## BEGIN GIVEN RECORDS

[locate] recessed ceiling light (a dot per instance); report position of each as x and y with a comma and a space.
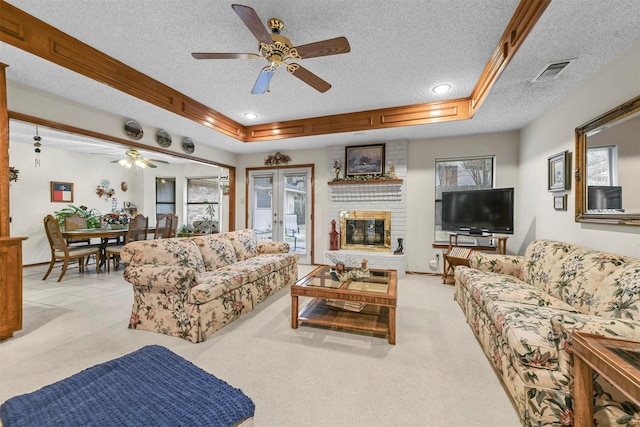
442, 88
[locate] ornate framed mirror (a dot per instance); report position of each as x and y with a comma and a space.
607, 167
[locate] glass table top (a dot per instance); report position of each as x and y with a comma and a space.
376, 281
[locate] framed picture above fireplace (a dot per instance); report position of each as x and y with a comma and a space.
364, 160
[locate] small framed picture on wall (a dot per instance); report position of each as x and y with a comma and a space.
560, 203
62, 192
560, 171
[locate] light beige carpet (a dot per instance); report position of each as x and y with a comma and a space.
436, 375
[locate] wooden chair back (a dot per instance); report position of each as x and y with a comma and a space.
138, 228
163, 226
54, 235
174, 225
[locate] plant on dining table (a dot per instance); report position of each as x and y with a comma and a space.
116, 218
93, 216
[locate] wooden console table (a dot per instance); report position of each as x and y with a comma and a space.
454, 257
618, 361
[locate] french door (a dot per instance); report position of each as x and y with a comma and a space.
280, 208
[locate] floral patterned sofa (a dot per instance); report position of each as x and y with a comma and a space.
190, 287
523, 310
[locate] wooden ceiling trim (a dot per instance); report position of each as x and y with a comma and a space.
32, 35
409, 115
39, 38
522, 22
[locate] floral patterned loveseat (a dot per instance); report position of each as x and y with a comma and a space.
190, 287
523, 311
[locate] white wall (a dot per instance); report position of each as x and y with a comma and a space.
30, 199
421, 185
552, 133
26, 100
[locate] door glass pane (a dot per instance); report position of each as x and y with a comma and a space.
295, 208
263, 207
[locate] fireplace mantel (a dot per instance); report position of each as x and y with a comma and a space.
371, 181
384, 190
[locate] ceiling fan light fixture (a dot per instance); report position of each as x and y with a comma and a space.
443, 88
125, 163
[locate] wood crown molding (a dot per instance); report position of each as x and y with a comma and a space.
41, 39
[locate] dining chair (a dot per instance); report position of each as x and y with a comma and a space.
163, 226
174, 225
76, 222
60, 250
138, 230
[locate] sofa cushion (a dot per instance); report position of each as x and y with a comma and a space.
217, 251
618, 295
485, 286
211, 284
497, 263
577, 277
176, 251
244, 242
540, 259
261, 265
527, 330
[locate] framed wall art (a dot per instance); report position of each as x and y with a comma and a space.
62, 192
559, 171
560, 203
364, 160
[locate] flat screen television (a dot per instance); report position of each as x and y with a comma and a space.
604, 197
478, 211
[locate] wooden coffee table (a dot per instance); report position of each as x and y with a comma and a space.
378, 293
616, 360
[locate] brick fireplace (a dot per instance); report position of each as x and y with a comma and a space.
372, 202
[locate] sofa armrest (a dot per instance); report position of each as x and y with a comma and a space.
161, 277
272, 247
564, 325
505, 264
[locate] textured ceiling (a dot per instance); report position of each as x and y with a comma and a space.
399, 51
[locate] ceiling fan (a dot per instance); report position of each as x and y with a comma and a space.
134, 158
279, 51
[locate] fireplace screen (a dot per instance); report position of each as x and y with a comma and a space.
365, 230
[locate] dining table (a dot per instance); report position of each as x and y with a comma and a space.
97, 233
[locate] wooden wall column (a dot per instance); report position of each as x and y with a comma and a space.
10, 247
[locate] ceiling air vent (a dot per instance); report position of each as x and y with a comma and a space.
552, 71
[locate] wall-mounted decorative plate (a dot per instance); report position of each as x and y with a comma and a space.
188, 145
133, 129
163, 138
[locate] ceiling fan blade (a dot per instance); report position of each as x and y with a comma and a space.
324, 48
146, 162
253, 23
262, 84
199, 55
311, 79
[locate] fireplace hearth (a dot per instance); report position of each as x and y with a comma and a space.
365, 230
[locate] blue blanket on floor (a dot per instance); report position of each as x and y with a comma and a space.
149, 387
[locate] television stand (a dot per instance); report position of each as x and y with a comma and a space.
456, 254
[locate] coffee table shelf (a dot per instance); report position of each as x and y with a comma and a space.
378, 292
373, 318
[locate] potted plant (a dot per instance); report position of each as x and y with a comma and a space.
93, 216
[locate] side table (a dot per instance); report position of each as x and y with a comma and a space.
618, 361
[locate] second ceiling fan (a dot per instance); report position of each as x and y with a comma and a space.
279, 51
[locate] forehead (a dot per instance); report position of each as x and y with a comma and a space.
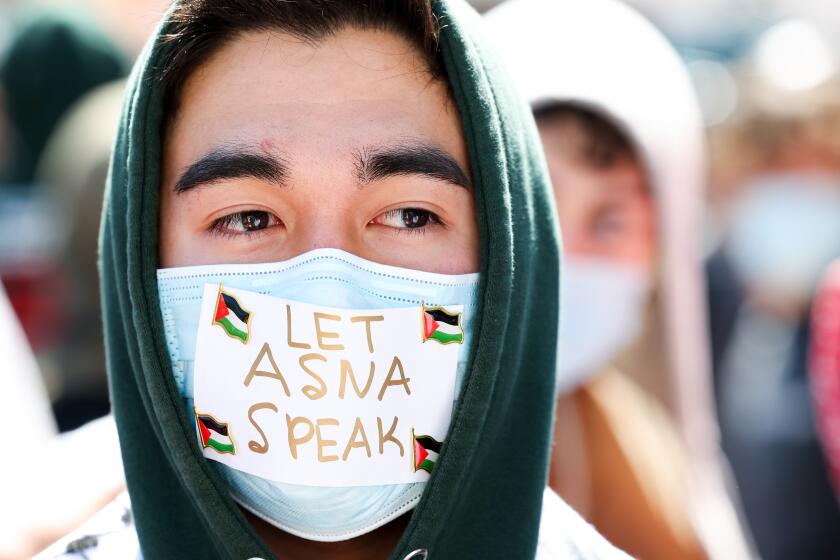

## END GIVEN RECORDS

Count the lines in the items above that contain the string "glass". Reply with the number alone.

2